··· TEXT TO READ ···

- Theatrical release poster
- Directed by: Audrey Wells
- Written by: Audrey Wells
- Produced by: Jonathan King Brad Weston
- Starring: Stephen Rea; Sarah Polley; Jean Smart; Gina Gershon;
- Cinematography: Charles Minsky
- Edited by: Dody Dorn
- Music by: Christophe Beck Mikael Sandgren
- Production companies: Millennium Films Bandeira Entertainment
- Distributed by: Miramax Films
- Release date: January 1999 (Sundance);
- Running time: 104 minutes
- Country: United States
- Language: English
- Box office: $632,283

= Guinevere (1999 film) =

1999 film directed by Audrey Wells

 Guinevere is a 1999 American drama film about the artistic and romantic relationship between a young student and her older mentor.

The film was written and directed by Audrey Wells (in her directorial debut) and stars Stephen Rea, Sarah Polley, Jean Smart, and Gina Gershon. The film was a 1999 Sundance Film Festival Jury Prize nominee. It won the Waldo Salt Screenwriting Award for Wells' screenplay, which she tied with Frank Whaley's script for Joe the King. It was also entered into the 21st Moscow International Film Festival.

==Plot==
Harper Sloane is a misfit in her snobbish, upper-class family of lawyers. She has just been accepted to Harvard Law School. At her sister's wedding, after being sent out from her hiding place in the storage room with a bottle of champagne, she meets Connie Fitzpatrick, a bohemian photographer who takes an instant liking to her and nicknames her "Guinevere". Her visit to his loft in order to pick up the wedding photographs soon blossoms into a full-blown affair, and Harper eventually moves in with Connie as he instructs her in the ways of art, in particular photography.

After a brutal confrontation with Harper's mother, Deborah, and Harper's discovery that Connie has a history of relationships with young women, the film comes to a climax in a downtrodden L.A. hotel where Connie ends the relationship by kicking out Harper. She returns only once, four years later, as he is dying from cirrhosis of the liver, and meets the other Guineveres he has had. On the rooftop, she describes her personal view of his kind of heaven, which she affectionately titles "The Connie Special".

··· RECORDS SHOWN ···

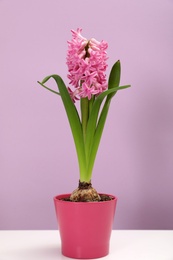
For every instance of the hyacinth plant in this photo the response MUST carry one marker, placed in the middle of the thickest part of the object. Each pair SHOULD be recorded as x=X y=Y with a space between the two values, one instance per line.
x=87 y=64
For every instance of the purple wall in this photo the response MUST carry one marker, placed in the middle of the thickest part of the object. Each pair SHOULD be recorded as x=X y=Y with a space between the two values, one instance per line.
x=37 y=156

···
··· RECORDS SHOWN ···

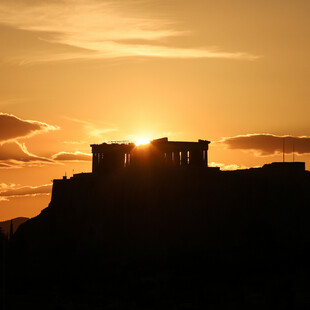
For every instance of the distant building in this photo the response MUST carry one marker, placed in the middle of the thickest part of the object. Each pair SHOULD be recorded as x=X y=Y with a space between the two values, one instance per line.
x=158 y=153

···

◆ EXERCISE REQUIREMENTS:
A - In the page on the film Guinevere, copy the part starting with "1999 film directed" and going on through "her older mentor.", but swap "mentor" for "teacher".
B - Answer these from the page on the film Guinevere:
(i) Who edited the film?
(ii) Which international film festival was the film also entered into?
(iii) What is Connie dying from when Harper returns four years later?

◆ SET OF ANSWERS:
A -
1999 film directed by Audrey Wells

 Guinevere is a 1999 American drama film about the artistic and romantic relationship between a young student and her older teacher.

B -
(i) Dody Dorn
(ii) The 21st Moscow International Film Festival
(iii) Cirrhosis of the liver